I Wish More Author Bios Were Character-Based

Last month, I published a piece on Slate I’d titled “Putting ‘No Republicans’ in my Grindr Profile Has Been Eye-Opening.” (Title changes are a part of the editing process.) I was excited the piece got published because A) its bones have been bouncing around in my head for some time now, and B) I’m a big fan of Slate's content. 

I was even more excited when the editor I’d worked with said that the piece had done reasonably well, highly engaging commenters and social media users. As a bonus, I got to do my first radio interview for a piece I’ve authored with The Julie Mason Show on Sirius XM’s POTUS station.  I was thrilled with how the interview turned out (i.e., I don’t sound like a complete moron), but the one thing that tripped me up was the bio they used, taken directly from my Slate author profile, which is…a mouthful. 

Pat Brothwell is a writer, marketer, Pennsylvania expat, University of Scranton alum, and former high school teacher living in Asheville, North Carolina. He writes about work, technology, politics, identity, and, ideally, how they all intersect.

I don’t hate that as a bio, and I knew exactly what I was doing when it made it so…verbose…but if someone asks for my bio with the intent of reading it aloud several times in the future, I’ll make sure it’s more succinct. I’ll probably just do the following: 

“Pat Brothwell is a writer from Asheville, North Carolina. He writes about work, technology, politics, identity, and ideally, how they all intersect” because, in my mind, that at least gives the audience a little bit of what I’m interested in, which in turn, tells them a little bit about me, which I think is essential in an author bio. They should tell an audience something about a person, not just read like a resume. 

It’s my professional opinion that too many writer bios are accolade-based versus character-based. 

“John Smith is a writer living in Washington, DC. He holds a BS from Oberlin and went to the Iowa Writer’s Workshop. John has been awarded 16 different awards from obscure literary magazines and has held seven different writing fellowships. He lives with his dog and wife.” 

Sure, the dog and wife are personal…but do they tell you anything? What makes this writer tick? How will their history or origins inform or slant what they write? In my aforementioned, long-winded bio, I chose to include my marketing 9-5 because it shows that I understand how things are slanted and can have fun with that (or offer insights into it). I chose the PA ex-pat because that’s where I’m from, the University of Scranton alum because that school had an impact on me at a very formative time in my life, and the fact that I taught high school because that’s a unique experience that colors my views on a variety of topics. I chose to include where I lived because that will also color the ways I think and what I know. 

Once upon a time, you probably could’ve said that I shied away from accolade-based bios because…mine was lacking in that department. It’s easy to say accolades are silly when you have very few on your resume. And…there’s probably a little bit of truth in there.

· · · · · · ·

## Work to complete
A. From the post on author bios, pull out everything from "I don’t hate" down to "accolade-based versus character-based.".
B. According to the post on author bios, why did the writer put the marketing job into the long bio? Answer in one to three sentences.

## Given data
· · · · · · ·

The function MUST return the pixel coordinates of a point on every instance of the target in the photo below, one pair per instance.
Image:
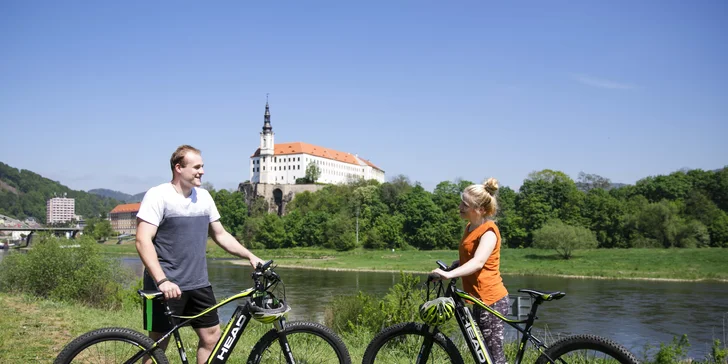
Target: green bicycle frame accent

· · · · · · ·

## Solved tasks
A.
I don’t hate that as a bio, and I knew exactly what I was doing when it made it so…verbose…but if someone asks for my bio with the intent of reading it aloud several times in the future, I’ll make sure it’s more succinct. I’ll probably just do the following: 

“Pat Brothwell is a writer from Asheville, North Carolina. He writes about work, technology, politics, identity, and ideally, how they all intersect” because, in my mind, that at least gives the audience a little bit of what I’m interested in, which in turn, tells them a little bit about me, which I think is essential in an author bio. They should tell an audience something about a person, not just read like a resume. 

It’s my professional opinion that too many writer bios are accolade-based versus character-based.

B. The writer included the marketing 9-5 because it shows an understanding of how things are slanted. That understanding is something the writer can have fun with or offer insights into.